Check c-ville.com daily and pick up a copy of the paper Tuesday to for the latest Charlottesville and Albemarle news. Here’s a quick look at some of the stories we’ve had an eye on for the past week.
Dumler goes to jail
Albemarle County Supervisor Chris Dumler spent last weekend in the Albemarle-Charlottesville Regional Jail, serving the first two days of his 30-day sentence for misdemeanor sexual battery after defying widespread calls for his resignation.
Dumler pleaded guilty to the charge in January after being arrested last October for forcible sodomy, and a county spokesperson says he’s the first to serve jail time while holding elected office. The Scottsville representative has said he won’t step down, despite the fact that his own local party leadership last week added their voices to the calls for him to do so.
While only a felony charge could force Dumler out of office, a petition to get a judge to remove him is still circulating. Meanwhile, his fellow Supervisors will meet in a closed session Wednesday to discuss removing him from the county boards and commissions on which he serves.
Bypass interchange scrutinized
The design for the southern terminus of the Western Bypass proposed by the project’s lowest bidder may run into problems when it’s reviewed by Federal Highway Administration (FHWA) officials, according to a Charlottesville Tomorrow report.
○ ○ ○ ○
_Direction_:
Pick up the Charlottesville and Albemarle news roundup above after its last sentence and keep writing it.
○ ○ ○ ○
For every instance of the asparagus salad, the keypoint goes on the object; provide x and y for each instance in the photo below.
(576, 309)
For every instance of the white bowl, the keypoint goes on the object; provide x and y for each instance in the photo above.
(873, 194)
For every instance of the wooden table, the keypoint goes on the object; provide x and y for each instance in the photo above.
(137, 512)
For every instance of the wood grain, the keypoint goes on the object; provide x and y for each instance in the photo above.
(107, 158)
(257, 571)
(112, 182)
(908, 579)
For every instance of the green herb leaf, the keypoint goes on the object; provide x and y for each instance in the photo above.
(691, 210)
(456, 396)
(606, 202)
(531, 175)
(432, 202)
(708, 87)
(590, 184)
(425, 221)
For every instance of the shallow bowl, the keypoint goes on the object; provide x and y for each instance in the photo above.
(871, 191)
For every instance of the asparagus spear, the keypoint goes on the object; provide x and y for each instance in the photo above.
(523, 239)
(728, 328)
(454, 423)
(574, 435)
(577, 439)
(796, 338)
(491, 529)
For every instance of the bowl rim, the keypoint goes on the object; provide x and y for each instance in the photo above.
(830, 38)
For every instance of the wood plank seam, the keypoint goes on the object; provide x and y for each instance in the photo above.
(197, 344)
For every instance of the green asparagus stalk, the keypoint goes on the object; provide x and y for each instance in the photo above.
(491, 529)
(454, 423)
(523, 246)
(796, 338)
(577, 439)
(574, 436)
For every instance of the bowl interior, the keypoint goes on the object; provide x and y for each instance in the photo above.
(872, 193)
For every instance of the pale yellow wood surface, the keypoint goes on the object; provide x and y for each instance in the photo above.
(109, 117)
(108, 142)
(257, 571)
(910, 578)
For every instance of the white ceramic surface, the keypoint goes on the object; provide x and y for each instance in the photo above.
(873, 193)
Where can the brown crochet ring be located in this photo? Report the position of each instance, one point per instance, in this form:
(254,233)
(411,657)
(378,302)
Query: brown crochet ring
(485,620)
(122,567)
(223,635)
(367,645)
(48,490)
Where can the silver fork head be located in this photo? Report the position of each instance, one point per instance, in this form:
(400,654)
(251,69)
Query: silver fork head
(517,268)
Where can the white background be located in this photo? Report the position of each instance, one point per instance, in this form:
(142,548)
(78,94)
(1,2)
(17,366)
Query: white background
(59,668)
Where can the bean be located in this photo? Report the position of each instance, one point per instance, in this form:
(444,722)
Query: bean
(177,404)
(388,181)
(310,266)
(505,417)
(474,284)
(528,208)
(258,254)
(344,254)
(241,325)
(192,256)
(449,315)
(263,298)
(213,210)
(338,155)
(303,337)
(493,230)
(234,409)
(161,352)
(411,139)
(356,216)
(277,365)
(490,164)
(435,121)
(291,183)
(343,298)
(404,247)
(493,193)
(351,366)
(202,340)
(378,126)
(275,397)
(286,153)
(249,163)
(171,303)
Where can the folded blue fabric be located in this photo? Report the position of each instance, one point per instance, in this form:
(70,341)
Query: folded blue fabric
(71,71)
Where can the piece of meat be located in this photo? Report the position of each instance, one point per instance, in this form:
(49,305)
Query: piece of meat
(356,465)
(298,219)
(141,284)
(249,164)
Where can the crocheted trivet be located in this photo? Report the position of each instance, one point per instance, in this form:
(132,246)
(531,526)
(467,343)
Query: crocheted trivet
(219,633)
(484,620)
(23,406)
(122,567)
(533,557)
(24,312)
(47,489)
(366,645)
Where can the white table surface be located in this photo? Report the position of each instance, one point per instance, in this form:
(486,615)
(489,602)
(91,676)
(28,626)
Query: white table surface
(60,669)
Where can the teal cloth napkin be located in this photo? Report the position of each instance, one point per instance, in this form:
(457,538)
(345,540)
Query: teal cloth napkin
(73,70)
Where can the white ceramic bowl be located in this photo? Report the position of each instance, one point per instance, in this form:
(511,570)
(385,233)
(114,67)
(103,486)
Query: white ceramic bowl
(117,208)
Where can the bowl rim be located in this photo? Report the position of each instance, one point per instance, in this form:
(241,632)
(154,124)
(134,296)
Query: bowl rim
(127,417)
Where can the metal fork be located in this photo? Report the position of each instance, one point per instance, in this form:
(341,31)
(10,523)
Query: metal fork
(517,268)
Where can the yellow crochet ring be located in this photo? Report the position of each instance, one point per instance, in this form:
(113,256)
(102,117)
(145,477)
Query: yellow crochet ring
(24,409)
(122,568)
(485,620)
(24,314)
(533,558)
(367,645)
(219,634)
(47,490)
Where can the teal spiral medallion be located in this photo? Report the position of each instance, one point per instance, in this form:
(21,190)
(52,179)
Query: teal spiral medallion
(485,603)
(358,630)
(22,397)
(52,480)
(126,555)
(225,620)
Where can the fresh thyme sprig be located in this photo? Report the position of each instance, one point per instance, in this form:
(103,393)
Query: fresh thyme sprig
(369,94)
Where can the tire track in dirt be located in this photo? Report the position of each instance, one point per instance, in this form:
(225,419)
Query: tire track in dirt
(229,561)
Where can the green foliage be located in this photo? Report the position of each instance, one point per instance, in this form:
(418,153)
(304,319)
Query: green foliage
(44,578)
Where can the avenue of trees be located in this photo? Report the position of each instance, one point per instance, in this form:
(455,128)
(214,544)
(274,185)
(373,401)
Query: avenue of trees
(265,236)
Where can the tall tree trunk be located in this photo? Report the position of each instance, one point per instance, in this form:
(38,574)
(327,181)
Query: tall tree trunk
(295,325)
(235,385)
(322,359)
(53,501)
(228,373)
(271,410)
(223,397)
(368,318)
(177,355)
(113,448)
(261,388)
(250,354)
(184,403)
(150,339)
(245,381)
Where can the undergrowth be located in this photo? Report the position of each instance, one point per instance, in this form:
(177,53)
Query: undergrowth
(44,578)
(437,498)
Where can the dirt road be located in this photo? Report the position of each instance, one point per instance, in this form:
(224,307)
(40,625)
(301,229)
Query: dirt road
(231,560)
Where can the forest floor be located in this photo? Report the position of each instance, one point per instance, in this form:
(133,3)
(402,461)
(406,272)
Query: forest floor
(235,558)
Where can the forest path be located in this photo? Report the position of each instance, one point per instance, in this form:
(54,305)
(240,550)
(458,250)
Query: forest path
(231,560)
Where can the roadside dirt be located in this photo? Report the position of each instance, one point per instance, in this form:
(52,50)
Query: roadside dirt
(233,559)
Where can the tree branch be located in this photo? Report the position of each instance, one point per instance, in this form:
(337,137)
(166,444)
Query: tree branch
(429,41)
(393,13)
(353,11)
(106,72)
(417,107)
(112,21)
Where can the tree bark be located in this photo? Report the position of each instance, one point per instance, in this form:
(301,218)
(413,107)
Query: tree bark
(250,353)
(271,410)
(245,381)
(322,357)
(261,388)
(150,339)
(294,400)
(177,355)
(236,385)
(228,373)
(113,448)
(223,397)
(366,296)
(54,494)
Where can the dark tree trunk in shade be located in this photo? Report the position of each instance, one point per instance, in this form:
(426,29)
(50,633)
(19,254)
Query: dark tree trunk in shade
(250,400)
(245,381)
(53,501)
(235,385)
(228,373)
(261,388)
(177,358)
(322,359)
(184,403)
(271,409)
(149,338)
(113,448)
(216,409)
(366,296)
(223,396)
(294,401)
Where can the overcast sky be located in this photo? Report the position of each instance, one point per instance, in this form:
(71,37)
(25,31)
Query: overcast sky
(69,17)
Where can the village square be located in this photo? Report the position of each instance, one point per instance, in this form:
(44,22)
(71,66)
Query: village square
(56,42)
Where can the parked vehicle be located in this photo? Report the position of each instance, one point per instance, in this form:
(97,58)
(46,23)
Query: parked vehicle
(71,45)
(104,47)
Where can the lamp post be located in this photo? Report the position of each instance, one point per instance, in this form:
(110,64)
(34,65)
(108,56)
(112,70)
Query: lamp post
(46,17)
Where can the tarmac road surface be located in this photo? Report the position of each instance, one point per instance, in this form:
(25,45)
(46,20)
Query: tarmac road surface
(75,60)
○ ○ ○ ○
_Result below_:
An “interchange justification report” filed by VDOT says based on the design put forward by winning contractor Skanska-Branch, getting onto the Bypass at its southern intersection with Leonard Sandridge Road would take a truck traveling 45 mph nearly three minutes—three times as long as if construction followed a 1997 design that proposed an elevated ramp called a flyover.
Two other alternative designs were estimated to deliver shorter travel times than the Skanska-Branch proposal, according to a consulting engineering firm.
Others noticed the comparatively inefficient design, too. According to Charlottesville Tomorrow, another low bidder on the Bypass project, Pennsylvania-based American Infrastructure, filed a protest with VDOT last year over its choice of Skanska-Branch, saying the winning bid didn’t meet the state’s requirements to address traffic backup at the planned interchange.
An opinion on the interchange from the FHWA might be a long way off. The agency must first weigh in on VDOT’s latest environmental assessment of the long-planned road, and it’s not yet clear when that will happen.
City budget to see slight increase
The city has released a proposed $148 million budget for the 2013-14 fiscal year, which would deliver the same tax rate, 95 cents per $100 of assessed value, as last year’s.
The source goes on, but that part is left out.